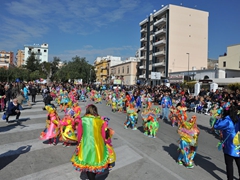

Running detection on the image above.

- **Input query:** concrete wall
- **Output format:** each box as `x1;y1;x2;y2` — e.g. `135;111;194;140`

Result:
168;5;208;72
218;44;240;70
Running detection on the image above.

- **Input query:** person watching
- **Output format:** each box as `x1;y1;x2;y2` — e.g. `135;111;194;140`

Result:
5;98;21;123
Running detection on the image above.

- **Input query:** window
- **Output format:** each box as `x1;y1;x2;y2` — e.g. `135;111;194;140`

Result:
223;61;226;67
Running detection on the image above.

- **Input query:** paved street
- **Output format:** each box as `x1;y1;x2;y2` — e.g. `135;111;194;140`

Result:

**********

Turn the records, from their start through the line holding "223;61;226;67" (both ends included), into a JSON list of strings with one string per line. Skip blank lines and leave the pictures out.

In response>
[
  "Running detection on the image above.",
  "- **Input query:** concrete wall",
  "- **Output format:** each box as `x1;y1;x2;y2` — e.g. `135;111;194;140`",
  "Result:",
  "168;5;208;72",
  "218;44;240;70",
  "Running detection on the image above.",
  "- **Input query:** person watching",
  "- **Output format:** each box as `x1;y1;x2;y2` — e.g. `135;111;194;140`",
  "Result:",
  "5;98;21;123",
  "Running detection on the image above.",
  "- **Input query:** window",
  "- **Output format:** each box as `x1;y1;x2;y2` — e.g. `135;111;194;140`",
  "Result:",
  "223;61;226;67"
]